▸ **PASSAGE PROVIDED**:
+++++
The 2021 United Nations Climate Change Conference (COP26), held in Glasgow, Scotland, was controversial, to say the least. Greenhouse gas was this year’s central topic. With the rising global temperature and natural disasters (hurricanes, heatwaves, fires, droughts, etc.), lowering emissions is a must.
According to NPR, emissions need to fall 45% by 2030 to reduce the globe’s temperature to 1.5 degrees Celsius by 2100 (2.7 degrees Fahrenheit). But emissions are still expected to rise 14% in the next nine years.
Over 100 countries signed a pledge to cut methane emissions by 30% by 2030. However, according to an analysis from the International Energy Agency, the pledges won’t lower emissions fast enough to keep the world’s temperature within 1.5 degrees Celsius by 2100.
Another major point argued was the billions of dollars natural disasters—that mostly stem from rising greenhouse gas emissions—cost poorer countries. Droughts have wiped out crops, and rising sea levels have forced entire villages to relocate. And developed countries have yet to make do with their promise to provide the $100 billion in climate finance to help poor nations reduce their emissions with renewable energy. In fact, the money that was sent to struggling countries was sent in the form of loans, which keeps them in a state of dependency and impoverishment.
Many would describe this behavior as “colonial,” and no one brought that point home at this year’s conference harder than Indian historian and journalist Vijay Prashad.
Prashad argued that the colonial mindset countries like the United States have is the reason why progress isn’t being made. A country that makes up 5% of the globe’s population uses 25% of its resources. He also called out the contradicting blame America puts on China for coal production and rising emissions when America outsources all production to China.
“You (United States) love lecturing us because you have a colonial mentality. Then there are colonial structures and institutions that lend us money, which is our money. The IMF comes to our societies, you give us our money back as debt and lecture us on how we should live.”
+++++
▸ **SOURCE DATA**:
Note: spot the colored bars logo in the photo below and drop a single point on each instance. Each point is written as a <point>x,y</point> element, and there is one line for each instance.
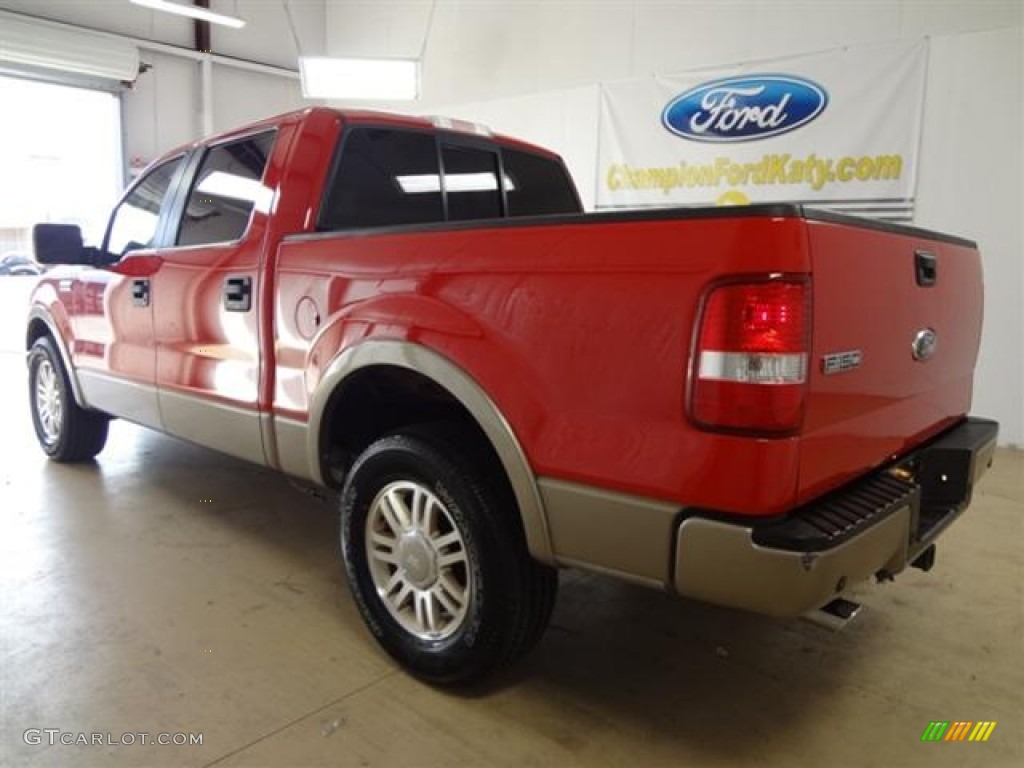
+++++
▸ **PROBLEMS**:
**a)** In the COP26 article, by what percentage did more than 100 countries pledge to cut methane emissions by 2030?
**b)** Write out, word for word, the part of the COP26 article between "The 2021 United" and "next nine years.", inclusive.

▸ **OUTPUTS FOR THE TASKS**:
**a)** 30%

**b)**
The 2021 United Nations Climate Change Conference (COP26), held in Glasgow, Scotland, was controversial, to say the least. Greenhouse gas was this year’s central topic. With the rising global temperature and natural disasters (hurricanes, heatwaves, fires, droughts, etc.), lowering emissions is a must.
According to NPR, emissions need to fall 45% by 2030 to reduce the globe’s temperature to 1.5 degrees Celsius by 2100 (2.7 degrees Fahrenheit). But emissions are still expected to rise 14% in the next nine years.